#### Exercise instructions
Below is a block of entries, which should be copied verbatim apart from the pictures.

___ Raw data

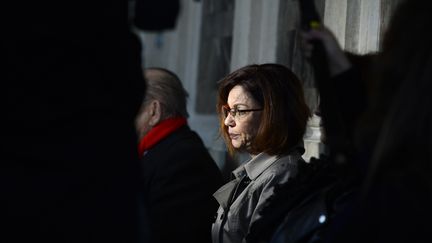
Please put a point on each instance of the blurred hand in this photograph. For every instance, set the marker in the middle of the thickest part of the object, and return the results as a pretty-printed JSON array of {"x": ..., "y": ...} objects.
[{"x": 337, "y": 60}]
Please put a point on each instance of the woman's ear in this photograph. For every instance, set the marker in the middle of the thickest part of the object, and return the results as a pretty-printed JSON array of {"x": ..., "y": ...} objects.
[{"x": 155, "y": 113}]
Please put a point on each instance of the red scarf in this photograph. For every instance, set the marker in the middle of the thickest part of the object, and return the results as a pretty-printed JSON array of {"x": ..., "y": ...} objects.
[{"x": 159, "y": 132}]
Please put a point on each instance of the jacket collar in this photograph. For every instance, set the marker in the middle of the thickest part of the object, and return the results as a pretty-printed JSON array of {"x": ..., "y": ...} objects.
[{"x": 255, "y": 166}]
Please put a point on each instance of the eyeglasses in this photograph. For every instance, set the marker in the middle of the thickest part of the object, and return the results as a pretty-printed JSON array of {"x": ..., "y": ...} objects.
[{"x": 235, "y": 112}]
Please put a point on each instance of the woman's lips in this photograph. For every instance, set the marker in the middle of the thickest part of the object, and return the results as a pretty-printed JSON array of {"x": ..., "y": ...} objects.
[{"x": 233, "y": 135}]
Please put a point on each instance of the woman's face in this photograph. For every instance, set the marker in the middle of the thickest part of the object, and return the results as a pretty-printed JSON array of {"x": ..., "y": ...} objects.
[{"x": 243, "y": 126}]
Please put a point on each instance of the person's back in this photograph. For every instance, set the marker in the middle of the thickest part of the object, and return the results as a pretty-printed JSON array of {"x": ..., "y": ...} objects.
[{"x": 178, "y": 174}]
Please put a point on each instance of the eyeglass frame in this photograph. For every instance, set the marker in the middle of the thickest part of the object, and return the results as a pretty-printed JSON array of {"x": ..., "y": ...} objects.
[{"x": 235, "y": 111}]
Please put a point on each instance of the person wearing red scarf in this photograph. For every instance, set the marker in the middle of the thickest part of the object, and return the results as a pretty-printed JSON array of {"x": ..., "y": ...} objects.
[{"x": 178, "y": 174}]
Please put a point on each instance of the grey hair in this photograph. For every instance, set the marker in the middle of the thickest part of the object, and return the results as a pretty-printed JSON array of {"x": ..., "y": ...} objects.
[{"x": 165, "y": 86}]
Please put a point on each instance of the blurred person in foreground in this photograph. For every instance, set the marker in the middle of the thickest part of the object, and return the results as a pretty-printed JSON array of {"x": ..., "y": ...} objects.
[
  {"x": 392, "y": 137},
  {"x": 178, "y": 174}
]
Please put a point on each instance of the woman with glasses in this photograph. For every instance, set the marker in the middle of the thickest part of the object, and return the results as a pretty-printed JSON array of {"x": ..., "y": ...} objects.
[{"x": 262, "y": 112}]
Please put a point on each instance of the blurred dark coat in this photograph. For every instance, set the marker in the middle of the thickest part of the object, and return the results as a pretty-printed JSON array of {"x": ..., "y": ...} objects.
[{"x": 178, "y": 180}]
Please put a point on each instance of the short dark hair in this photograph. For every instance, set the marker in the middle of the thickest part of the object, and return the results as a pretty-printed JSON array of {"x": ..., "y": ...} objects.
[{"x": 285, "y": 112}]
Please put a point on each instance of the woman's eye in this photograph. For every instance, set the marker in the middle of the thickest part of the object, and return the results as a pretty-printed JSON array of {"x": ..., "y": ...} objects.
[{"x": 241, "y": 113}]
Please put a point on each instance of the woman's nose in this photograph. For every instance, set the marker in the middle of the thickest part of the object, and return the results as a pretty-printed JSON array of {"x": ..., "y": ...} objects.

______

#### Output for this task
Please put a point on each instance of the blurred hand in this photograph. For every instance, set the marker in the middle of the thickest part of the object, and return the results as a pretty-printed JSON array of {"x": ..., "y": ...} objects.
[{"x": 337, "y": 60}]
Please put a point on each instance of the woman's ear in this photograph. For every instance, set the marker in the middle of the thickest part of the object, and return the results as a pretty-printed JSON array of {"x": ..., "y": ...} objects.
[{"x": 155, "y": 113}]
Please put a point on each instance of the red scarf in this photograph. For every instance, set the marker in the middle of the thickest part of the object, and return the results as a pretty-printed JSON array of {"x": ..., "y": ...} objects.
[{"x": 159, "y": 132}]
Please put a point on each instance of the jacket collar in this photograph. For every instance, set the marker in the middle of the thickest part of the object, and return the results as a pretty-printed JSON array of {"x": ..., "y": ...} objects.
[{"x": 255, "y": 166}]
Please put a point on each instance of the eyeglasses in this photograph. For every instance, set the marker in the middle of the thickest part of the object, and return the results as a pretty-printed JSON array of {"x": ..., "y": ...} objects.
[{"x": 235, "y": 112}]
Please put a point on each instance of the woman's lips in this photograph. For every instance, set the marker in the middle of the thickest part of the object, and return the results as a pretty-printed JSON array of {"x": ..., "y": ...} objects.
[{"x": 233, "y": 135}]
Please put a point on each instance of the woman's face in this photograph. For every instance, set the marker in the middle of the thickest part of the object, and return the results as a pretty-printed JSON array of {"x": ..., "y": ...} objects.
[{"x": 243, "y": 126}]
Please put a point on each instance of the person's back in this photograph. For every instance, set the marker in the middle of the thickest part of the object, and return the results as a pretty-printed JSON array of {"x": ..., "y": ...} objects.
[{"x": 178, "y": 174}]
Please put a point on each instance of the eyeglass frame in this photograph. For every instance, set the marker in the middle of the thickest part of the object, and return the results as a pretty-printed JSON array of {"x": ..., "y": ...} objects.
[{"x": 235, "y": 111}]
Please put a point on each instance of the person wearing red scarf in this photograph. For every instance, set the marker in the middle of the thickest part of the object, and return the results as a pretty-printed JSON array of {"x": ..., "y": ...} objects.
[{"x": 178, "y": 174}]
Please put a point on each instance of the grey hair in this photograph. For every instance, set the marker in the middle of the thickest part of the object, and return the results as a pretty-printed JSON array of {"x": ..., "y": ...} objects.
[{"x": 165, "y": 86}]
Please put a point on each instance of the blurred person in foreground in this photograph. For every instance, set the marker in the middle of the thickest part of the object, and return the results as a pretty-printed JSON array of {"x": ..., "y": ...} objects.
[
  {"x": 392, "y": 137},
  {"x": 178, "y": 174}
]
Please put a point on each instance of the woman with glasses in this photograph. For every instance, set the marker in the middle of the thickest part of the object, and return the results as a pretty-printed JSON array of {"x": ..., "y": ...} objects.
[{"x": 262, "y": 112}]
Please put a point on each instance of the blurred dark coat in this photograph. For every instance, set the marker in the middle of the thickest part of the object, and return the results as a pretty-printed JSON array of {"x": ..., "y": ...} objects.
[{"x": 178, "y": 180}]
Please put a point on each instance of the short dark hair in this photograph. For every instance, set the marker in the middle of the thickest part of the object, and return the results as a pretty-printed JSON array of {"x": ..., "y": ...} objects.
[{"x": 285, "y": 112}]
Please put a point on each instance of the woman's eye in this photograph. For every instance, set the marker in the middle of the thickest part of the object, and return the results as a pretty-printed JSON array of {"x": ..., "y": ...} objects.
[{"x": 241, "y": 113}]
Please put a point on each instance of the woman's nose in this photograph. For every instance, set the marker in the middle of the thickest part of the object, and return the results as a pretty-printed JSON array of {"x": ..., "y": ...} objects.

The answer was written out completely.